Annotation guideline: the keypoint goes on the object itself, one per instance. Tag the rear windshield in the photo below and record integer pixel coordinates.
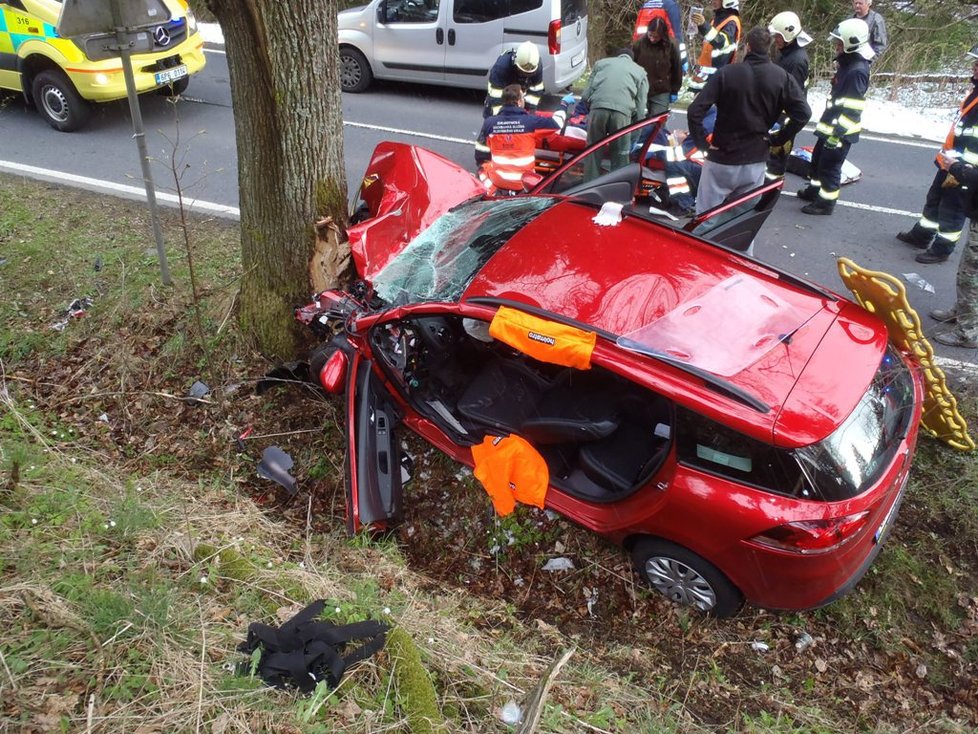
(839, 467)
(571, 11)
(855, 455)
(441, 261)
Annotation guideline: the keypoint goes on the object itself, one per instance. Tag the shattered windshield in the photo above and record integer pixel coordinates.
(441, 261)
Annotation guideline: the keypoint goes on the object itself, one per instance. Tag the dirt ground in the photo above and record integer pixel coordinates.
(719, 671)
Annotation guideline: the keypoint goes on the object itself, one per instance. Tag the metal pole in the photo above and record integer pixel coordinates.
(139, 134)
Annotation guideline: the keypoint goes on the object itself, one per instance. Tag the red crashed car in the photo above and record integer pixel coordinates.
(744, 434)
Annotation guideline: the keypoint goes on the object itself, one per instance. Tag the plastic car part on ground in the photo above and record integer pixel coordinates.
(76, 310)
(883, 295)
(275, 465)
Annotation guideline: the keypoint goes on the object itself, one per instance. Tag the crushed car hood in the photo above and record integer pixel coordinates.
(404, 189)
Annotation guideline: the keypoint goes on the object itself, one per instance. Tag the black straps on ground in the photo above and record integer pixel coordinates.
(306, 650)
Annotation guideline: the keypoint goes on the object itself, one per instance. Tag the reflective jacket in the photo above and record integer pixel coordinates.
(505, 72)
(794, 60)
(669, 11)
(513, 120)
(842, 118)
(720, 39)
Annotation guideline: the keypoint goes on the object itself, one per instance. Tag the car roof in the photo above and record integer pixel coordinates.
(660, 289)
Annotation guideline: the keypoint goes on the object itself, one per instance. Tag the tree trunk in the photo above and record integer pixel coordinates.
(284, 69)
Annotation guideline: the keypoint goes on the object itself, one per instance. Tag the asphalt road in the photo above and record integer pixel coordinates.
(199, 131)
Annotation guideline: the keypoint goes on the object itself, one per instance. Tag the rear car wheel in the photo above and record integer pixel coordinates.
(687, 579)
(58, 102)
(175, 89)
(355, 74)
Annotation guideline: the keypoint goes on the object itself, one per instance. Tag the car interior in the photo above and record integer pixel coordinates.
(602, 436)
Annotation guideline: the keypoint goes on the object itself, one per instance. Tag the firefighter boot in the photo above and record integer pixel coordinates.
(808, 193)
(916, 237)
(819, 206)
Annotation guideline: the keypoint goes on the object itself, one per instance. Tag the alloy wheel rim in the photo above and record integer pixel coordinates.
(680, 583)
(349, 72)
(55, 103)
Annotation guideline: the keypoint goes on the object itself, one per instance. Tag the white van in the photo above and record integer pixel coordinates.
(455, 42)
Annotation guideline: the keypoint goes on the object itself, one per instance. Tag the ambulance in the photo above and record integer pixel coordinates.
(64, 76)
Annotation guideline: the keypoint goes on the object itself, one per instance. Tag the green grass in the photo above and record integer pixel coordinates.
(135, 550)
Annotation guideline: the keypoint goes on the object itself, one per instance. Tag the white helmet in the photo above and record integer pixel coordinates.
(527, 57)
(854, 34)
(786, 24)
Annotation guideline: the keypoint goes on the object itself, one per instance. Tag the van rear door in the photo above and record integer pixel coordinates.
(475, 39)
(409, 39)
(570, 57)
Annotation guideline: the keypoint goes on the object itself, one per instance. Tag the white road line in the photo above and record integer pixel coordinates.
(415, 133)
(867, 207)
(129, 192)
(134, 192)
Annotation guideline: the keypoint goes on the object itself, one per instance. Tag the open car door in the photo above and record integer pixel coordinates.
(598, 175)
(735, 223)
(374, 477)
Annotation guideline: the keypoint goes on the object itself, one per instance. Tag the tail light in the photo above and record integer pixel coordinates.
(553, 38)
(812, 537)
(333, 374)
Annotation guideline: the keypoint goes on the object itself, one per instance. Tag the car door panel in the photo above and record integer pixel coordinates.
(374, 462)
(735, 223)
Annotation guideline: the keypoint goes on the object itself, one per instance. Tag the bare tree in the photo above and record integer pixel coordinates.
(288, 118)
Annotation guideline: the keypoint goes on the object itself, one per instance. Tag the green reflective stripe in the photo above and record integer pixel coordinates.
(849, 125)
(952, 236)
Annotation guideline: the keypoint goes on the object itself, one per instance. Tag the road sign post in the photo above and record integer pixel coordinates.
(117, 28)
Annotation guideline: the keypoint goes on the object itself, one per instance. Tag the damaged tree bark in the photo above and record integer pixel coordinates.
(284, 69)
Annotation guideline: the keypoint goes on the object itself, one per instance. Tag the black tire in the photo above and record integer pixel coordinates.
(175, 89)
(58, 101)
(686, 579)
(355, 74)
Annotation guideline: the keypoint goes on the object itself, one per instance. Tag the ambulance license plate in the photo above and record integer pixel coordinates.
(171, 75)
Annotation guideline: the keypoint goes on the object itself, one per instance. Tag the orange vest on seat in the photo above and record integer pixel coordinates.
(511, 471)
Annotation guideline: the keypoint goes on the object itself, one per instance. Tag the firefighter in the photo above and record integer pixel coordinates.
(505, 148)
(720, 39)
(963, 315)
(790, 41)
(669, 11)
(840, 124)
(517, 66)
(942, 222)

### Exercise objective
With the pictures removed, return all the entries exactly.

### Solved problem
Annotation guideline: the keypoint goes on the object itself, one per instance. Tag the rear windshield in the photo below and record integer pixel coordinates.
(839, 467)
(571, 11)
(855, 455)
(441, 261)
Annotation guideline: the keypoint goes on the object itself, one per instance. Tag the shattered windshield in the photo above and record integer pixel coordinates.
(441, 261)
Annotation guideline: the keypoint goes on the object itself, one per instance. Tag the dirt ground in the photo above and record integer pixel coordinates.
(719, 671)
Annotation guideline: the keypoint goes on the object itself, one per instance. Tag the metal pole in the photo above and record integer pixel coordinates.
(139, 134)
Annotation guideline: the keypoint goes on the object itself, one per instance. Tag the red crashed car in the photo above and record integer pixel coordinates.
(744, 434)
Annotation guideline: the keypoint goes on the object itself, one per instance. Tag the plastic car part on ground in the photo above and record integer pixel coordinates.
(76, 310)
(883, 295)
(275, 465)
Annotation guideline: the keypoint goes on the object itself, one per instance. Tag the crushed car hood in the photo above and record integer pixel coordinates.
(404, 189)
Annotation guideline: the keypoint goes on the object itself, one per instance. Tag the black straps on ground in the photo above and record integer pixel coordinates.
(306, 650)
Annotation guideline: the keypoint goes on the object itself, one per instance. Tag the reflective jacket in the photo above and record integer pixel coordinates.
(505, 72)
(794, 60)
(669, 11)
(513, 120)
(842, 118)
(720, 39)
Annotation guideline: the keypoint goes on the object itself, one per instance. Tag the car roof in the photo above and record integer pixel coordinates.
(660, 289)
Annotation guideline: the keypoint goes on the object itself, one per instance. Tag the tree trunk in the photo above and record integer pixel coordinates.
(284, 69)
Annotation guideline: the keypoint goes on the object itself, one per instance. Tag the asphalt road in the photo above and record integer pixel coordinates.
(199, 131)
Annotation guideline: the keypoint goes on the object itself, one per instance. Tag the rear car wheel in the photo above and record integer pixel coordinates.
(687, 579)
(58, 102)
(175, 89)
(355, 74)
Annotation guideline: the keypoint goes on the object itself, one per instance. Tag the car interior in the photo above and record integer pixel coordinates.
(602, 436)
Annotation guideline: the keypoint goes on the object itself, one per instance. Tag the firefighter boot in the photo above and record integer pixel coordinates.
(808, 193)
(916, 237)
(819, 206)
Annotation guideline: the keypoint goes on the object itself, one per instance. Tag the alloy wheel rim in the photo above and record integer pixel coordinates.
(680, 583)
(349, 72)
(55, 103)
Annotation guideline: the keypoint goes on the object itself, one per instance. Tag the white van in the photo above and record integer pixel coordinates.
(455, 42)
Annotation guideline: the keypoint goes on the object itself, one per instance. Tag the ambulance in the photo above and record integer pixel coordinates.
(64, 76)
Annotation guideline: the keypoint goes on the object itself, one per instance. Tag the green grass in the photo above and record integer pixel coordinates.
(135, 550)
Annotation guideline: the keypoint goes on the object itself, one per instance. Tag the white helmet in the photo above and record integer pixel coordinates.
(527, 57)
(854, 34)
(786, 24)
Annotation guideline: the keypoint goes on the object itself, one per instance. Tag the van rear door in the photo above and record integer pixel coordinates.
(475, 39)
(409, 39)
(570, 57)
Annotation guideline: the keypoint goes on the object itself, one per instance. Tag the white road line in the photo above and record integer pixel coordinates.
(415, 133)
(867, 207)
(129, 192)
(134, 192)
Annotation guideline: the keypoint goes on the object itself, one per instance. Tag the open car door in the photo above and record integer pixel coordinates.
(598, 175)
(735, 223)
(374, 477)
Annotation guideline: the keypoint goes on the object itself, one per instance. Tag the tail light in the photo above and record integer pixel coordinates.
(553, 38)
(812, 537)
(333, 374)
Annotation guideline: the keypoint goes on the object itself, one per instance. Tag the car door panel in the photo above and record integer pixel coordinates.
(374, 462)
(735, 223)
Annotation guideline: the keypoint goes on the object itself, one per instance. Tag the bare tree in the photo above and record integer pixel coordinates.
(288, 118)
Annotation guideline: the keypoint goes on the object itself, one per instance. Tag the green reflective stripe in the photo above and record integer pixel coordinates.
(849, 125)
(952, 236)
Annotation guideline: the keypoint goes on the object itself, one per instance. Tag the road sign post in the photo above and record integer pixel coordinates.
(117, 28)
Annotation guideline: the keypoint goes on the object itself, one per instance. Tag the damaged tree bark in the photo above and record integer pixel coordinates.
(284, 69)
Annotation guideline: the keypoint goes on the object itself, one per instance. Tag the black tire in the photo above and record integer pixel coordinates.
(175, 89)
(58, 101)
(686, 579)
(355, 74)
Annotation guideline: the keypoint goes on the object itself, one per instance. Tag the ambulance license plate in the photo above and record integer pixel coordinates.
(171, 75)
Annotation guideline: the keypoint goes on the object itself, one per instance. Tag the orange vest on seat in the photo above and record integer pixel coordinates.
(511, 471)
Annotation guideline: the keypoint goes on the object itself, one per instance. Tag the firefighter in the photo above and record integer pixel coordinates.
(505, 148)
(720, 39)
(963, 315)
(790, 41)
(669, 11)
(840, 124)
(517, 66)
(942, 222)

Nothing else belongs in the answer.